__Given instruction__: Reproduce the material below verbatim from the line containing "denim vest and provide bounding boxes." through the line containing "[1176,468,1253,526]", including both of those lines and nothing past them. Leave the pictures out of your answer.

════════════════

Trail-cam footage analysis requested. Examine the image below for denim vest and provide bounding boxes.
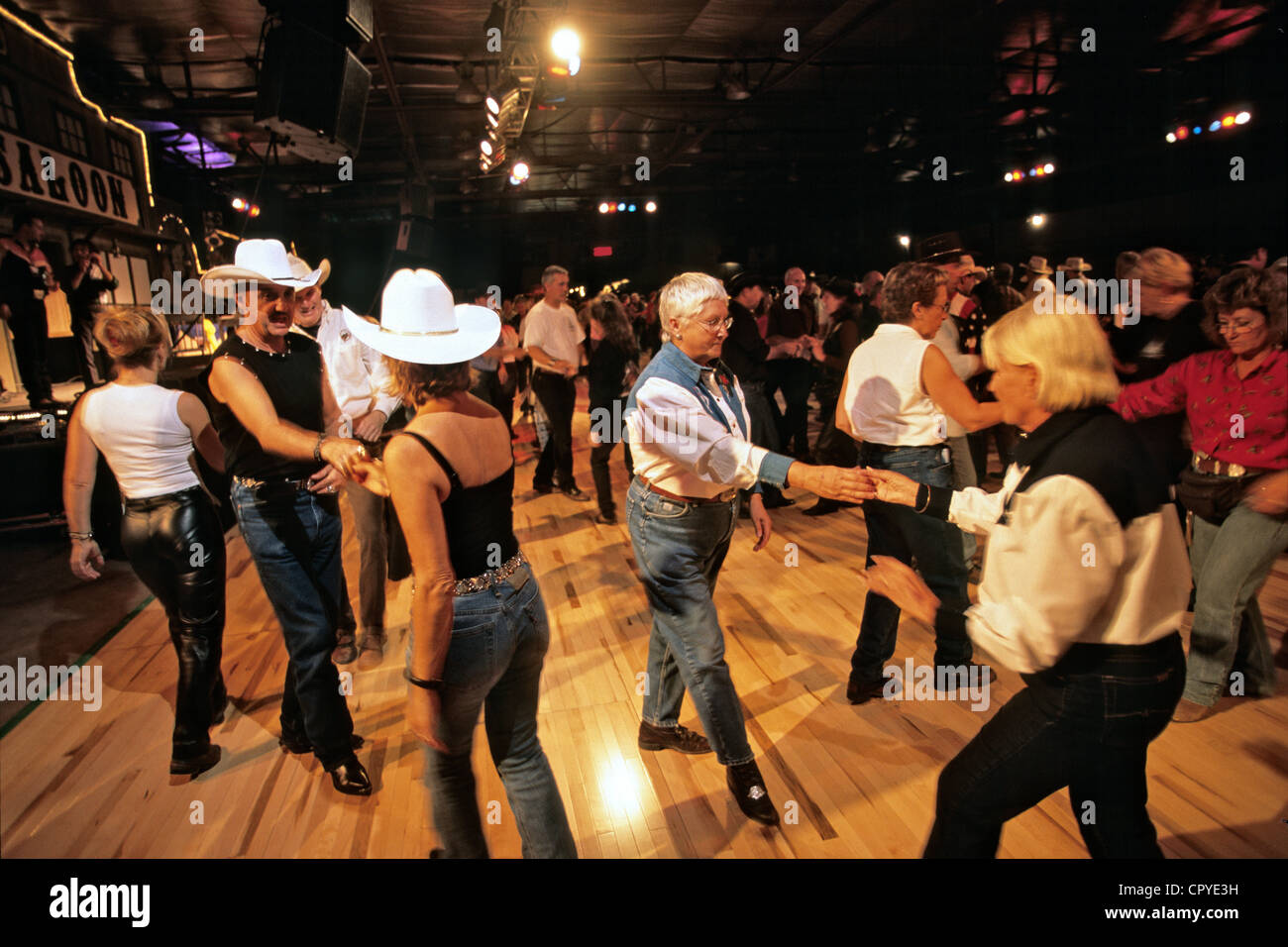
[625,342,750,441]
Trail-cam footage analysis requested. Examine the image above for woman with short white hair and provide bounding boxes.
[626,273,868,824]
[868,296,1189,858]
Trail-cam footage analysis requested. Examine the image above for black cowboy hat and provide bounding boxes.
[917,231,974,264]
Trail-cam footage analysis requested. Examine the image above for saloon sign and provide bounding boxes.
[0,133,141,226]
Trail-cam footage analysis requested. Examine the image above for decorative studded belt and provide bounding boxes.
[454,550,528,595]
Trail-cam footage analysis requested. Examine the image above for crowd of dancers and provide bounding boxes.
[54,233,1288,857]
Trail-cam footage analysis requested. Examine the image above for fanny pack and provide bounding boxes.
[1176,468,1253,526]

════════════════

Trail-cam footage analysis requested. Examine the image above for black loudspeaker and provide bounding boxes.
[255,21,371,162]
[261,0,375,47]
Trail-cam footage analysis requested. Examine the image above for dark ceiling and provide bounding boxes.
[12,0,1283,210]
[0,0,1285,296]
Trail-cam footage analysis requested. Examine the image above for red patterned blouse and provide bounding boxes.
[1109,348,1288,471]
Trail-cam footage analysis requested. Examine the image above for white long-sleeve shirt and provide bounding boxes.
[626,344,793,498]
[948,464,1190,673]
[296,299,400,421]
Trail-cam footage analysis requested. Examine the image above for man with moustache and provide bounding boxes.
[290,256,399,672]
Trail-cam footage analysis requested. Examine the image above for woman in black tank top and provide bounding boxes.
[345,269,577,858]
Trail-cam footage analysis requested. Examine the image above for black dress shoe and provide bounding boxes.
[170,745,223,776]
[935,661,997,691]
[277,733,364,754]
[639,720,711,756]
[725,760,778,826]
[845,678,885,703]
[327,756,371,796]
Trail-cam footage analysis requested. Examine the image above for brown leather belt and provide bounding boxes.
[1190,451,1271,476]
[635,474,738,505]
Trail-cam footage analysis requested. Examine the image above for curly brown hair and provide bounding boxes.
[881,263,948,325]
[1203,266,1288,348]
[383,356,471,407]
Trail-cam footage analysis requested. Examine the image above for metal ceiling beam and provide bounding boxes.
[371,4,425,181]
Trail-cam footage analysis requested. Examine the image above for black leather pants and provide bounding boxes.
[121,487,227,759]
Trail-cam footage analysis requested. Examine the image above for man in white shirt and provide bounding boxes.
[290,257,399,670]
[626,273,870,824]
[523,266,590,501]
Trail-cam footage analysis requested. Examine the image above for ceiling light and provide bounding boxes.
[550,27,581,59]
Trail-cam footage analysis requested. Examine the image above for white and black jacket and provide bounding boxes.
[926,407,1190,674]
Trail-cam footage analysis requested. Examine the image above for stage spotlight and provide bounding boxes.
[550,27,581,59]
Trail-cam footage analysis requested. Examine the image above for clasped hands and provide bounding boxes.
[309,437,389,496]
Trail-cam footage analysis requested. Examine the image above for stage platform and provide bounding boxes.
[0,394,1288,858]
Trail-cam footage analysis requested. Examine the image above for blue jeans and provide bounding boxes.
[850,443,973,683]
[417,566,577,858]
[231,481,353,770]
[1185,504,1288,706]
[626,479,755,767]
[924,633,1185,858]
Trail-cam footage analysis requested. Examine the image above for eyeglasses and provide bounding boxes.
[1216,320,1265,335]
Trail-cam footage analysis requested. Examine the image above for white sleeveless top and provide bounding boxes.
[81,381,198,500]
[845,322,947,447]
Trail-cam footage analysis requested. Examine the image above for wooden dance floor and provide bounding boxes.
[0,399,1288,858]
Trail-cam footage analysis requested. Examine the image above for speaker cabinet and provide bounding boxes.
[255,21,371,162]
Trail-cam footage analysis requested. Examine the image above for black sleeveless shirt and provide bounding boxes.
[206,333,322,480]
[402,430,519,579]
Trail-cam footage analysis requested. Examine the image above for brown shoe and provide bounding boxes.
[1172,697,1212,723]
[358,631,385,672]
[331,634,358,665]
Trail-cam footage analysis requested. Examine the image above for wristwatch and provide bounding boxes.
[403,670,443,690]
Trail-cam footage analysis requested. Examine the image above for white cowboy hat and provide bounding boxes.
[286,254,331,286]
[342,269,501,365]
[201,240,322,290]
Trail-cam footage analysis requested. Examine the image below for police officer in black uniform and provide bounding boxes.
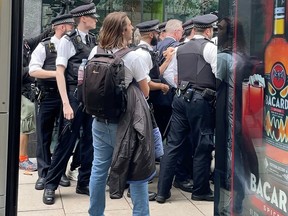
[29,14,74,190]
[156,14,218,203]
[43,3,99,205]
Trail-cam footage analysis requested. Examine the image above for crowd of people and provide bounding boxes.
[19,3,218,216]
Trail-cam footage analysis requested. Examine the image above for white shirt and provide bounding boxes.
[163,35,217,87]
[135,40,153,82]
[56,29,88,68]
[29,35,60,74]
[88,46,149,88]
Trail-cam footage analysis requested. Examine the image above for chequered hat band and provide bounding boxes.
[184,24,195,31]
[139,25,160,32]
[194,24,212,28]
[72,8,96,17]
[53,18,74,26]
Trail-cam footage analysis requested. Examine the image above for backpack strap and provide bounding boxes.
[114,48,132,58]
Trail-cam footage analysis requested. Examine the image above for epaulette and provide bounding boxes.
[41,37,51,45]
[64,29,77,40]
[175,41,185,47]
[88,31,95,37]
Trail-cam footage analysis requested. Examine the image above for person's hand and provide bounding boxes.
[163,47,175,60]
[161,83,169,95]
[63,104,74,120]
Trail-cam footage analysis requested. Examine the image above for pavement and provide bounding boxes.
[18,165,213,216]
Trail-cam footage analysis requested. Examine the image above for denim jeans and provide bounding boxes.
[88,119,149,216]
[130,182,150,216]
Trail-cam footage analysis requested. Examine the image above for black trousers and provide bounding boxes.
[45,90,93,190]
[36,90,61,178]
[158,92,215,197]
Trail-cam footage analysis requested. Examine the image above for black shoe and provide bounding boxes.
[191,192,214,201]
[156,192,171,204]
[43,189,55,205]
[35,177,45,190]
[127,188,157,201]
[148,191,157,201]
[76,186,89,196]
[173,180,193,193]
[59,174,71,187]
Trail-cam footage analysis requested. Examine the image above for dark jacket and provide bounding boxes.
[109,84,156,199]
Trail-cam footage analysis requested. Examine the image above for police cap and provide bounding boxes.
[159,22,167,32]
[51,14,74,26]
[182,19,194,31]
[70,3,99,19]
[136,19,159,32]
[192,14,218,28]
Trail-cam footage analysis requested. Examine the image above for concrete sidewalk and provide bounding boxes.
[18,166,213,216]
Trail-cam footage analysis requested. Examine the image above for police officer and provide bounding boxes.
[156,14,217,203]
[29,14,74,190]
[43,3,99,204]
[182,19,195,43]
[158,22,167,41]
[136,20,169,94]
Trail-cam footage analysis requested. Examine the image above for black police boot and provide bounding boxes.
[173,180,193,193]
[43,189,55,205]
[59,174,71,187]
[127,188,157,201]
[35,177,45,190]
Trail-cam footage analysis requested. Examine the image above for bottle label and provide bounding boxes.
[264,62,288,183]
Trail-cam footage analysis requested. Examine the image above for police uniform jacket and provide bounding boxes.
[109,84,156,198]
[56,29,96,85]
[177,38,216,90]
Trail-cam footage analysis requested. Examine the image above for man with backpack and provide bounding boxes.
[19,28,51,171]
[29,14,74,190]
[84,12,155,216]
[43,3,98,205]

════════════════

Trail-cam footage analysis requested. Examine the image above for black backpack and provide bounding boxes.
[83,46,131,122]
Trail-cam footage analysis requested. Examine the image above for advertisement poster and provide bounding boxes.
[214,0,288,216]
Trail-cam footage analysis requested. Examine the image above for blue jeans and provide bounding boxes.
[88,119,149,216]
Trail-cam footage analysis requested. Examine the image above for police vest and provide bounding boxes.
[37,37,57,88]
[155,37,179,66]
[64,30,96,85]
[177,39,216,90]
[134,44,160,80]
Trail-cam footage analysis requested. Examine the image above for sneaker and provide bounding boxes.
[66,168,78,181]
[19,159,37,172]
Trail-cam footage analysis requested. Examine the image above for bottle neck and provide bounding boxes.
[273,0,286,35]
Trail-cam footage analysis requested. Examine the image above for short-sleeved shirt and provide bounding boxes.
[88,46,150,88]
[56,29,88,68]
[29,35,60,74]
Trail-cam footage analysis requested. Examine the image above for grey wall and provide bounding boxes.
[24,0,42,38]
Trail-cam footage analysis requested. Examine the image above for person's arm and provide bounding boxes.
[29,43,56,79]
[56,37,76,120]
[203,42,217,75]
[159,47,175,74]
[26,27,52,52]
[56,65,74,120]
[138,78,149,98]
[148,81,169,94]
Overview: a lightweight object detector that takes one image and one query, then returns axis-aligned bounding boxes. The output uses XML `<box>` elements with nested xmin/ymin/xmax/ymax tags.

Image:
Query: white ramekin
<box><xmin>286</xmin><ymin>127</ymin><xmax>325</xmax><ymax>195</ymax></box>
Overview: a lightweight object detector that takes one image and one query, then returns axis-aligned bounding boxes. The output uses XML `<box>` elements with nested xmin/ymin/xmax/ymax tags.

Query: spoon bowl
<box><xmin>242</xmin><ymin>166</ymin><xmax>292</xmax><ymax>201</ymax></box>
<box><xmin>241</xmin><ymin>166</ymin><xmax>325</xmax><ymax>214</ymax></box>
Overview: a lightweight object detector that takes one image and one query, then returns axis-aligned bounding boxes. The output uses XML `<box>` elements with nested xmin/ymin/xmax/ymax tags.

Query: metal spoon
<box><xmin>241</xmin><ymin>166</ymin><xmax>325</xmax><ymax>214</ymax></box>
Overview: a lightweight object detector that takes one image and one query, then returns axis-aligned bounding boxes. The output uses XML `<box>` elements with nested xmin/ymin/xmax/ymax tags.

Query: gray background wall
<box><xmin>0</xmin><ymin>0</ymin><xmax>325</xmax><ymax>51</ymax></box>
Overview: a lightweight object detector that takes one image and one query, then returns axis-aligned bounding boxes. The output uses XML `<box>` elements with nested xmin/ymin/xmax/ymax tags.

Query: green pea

════════════════

__Result__:
Trail-cam footage analysis requested. Examine the image below for denim vest and provide bounding boxes.
[625,342,750,441]
Trail-cam footage analysis requested. Examine the image above for woman with short white hair and provide bounding boxes.
[626,273,868,824]
[868,296,1189,858]
Trail-cam footage analysis requested. Examine the image above for black cowboy hat and provide bounding boxes.
[917,231,974,264]
Trail-cam footage analysis requested. Examine the image above for saloon sign and provide bounding boxes.
[0,133,141,226]
Trail-cam footage analysis requested. Examine the image above for decorative studded belt and provide bounding boxes.
[454,550,528,595]
Trail-cam footage analysis requested. Examine the image above for crowd of dancers and provide bounding boxes.
[54,233,1288,857]
Trail-cam footage analysis requested. Examine the image above for fanny pack and provide bounding boxes.
[1176,468,1253,526]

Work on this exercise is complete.